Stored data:

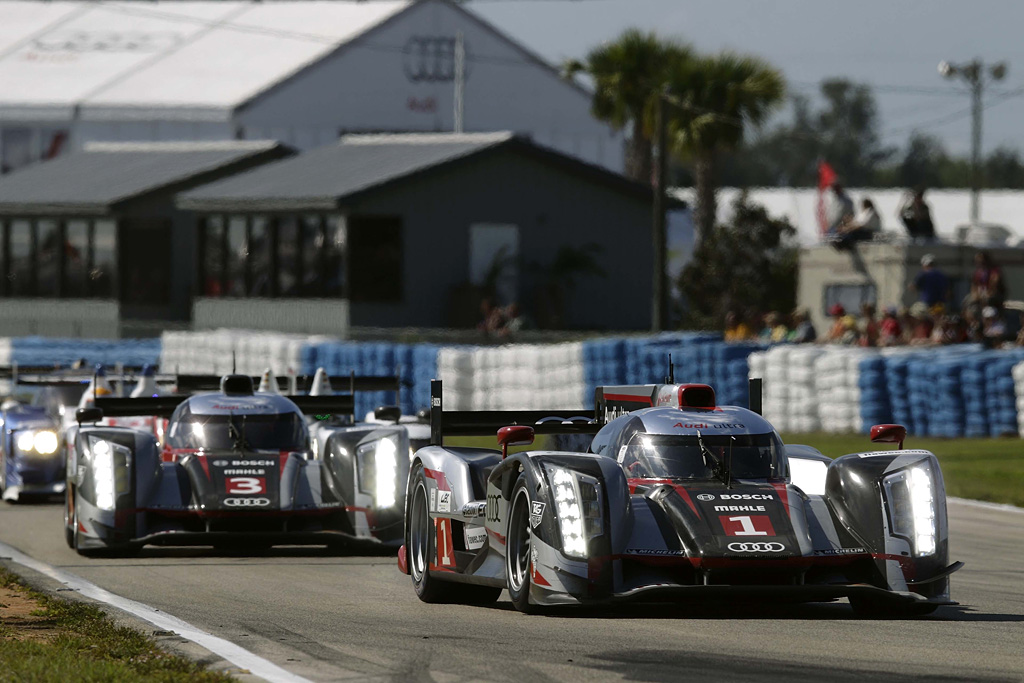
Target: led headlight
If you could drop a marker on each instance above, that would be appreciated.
(910, 498)
(579, 509)
(43, 441)
(110, 471)
(377, 464)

### WORK TO COMPLETE
Output these and nothing else: the lines from the one holding "If you could" through the final line of the entries above, exactly as they appear.

### EXERCISE RESPONSE
If you could drop a marker on each instance above, that would be appreciated.
(910, 498)
(579, 509)
(43, 441)
(110, 471)
(377, 464)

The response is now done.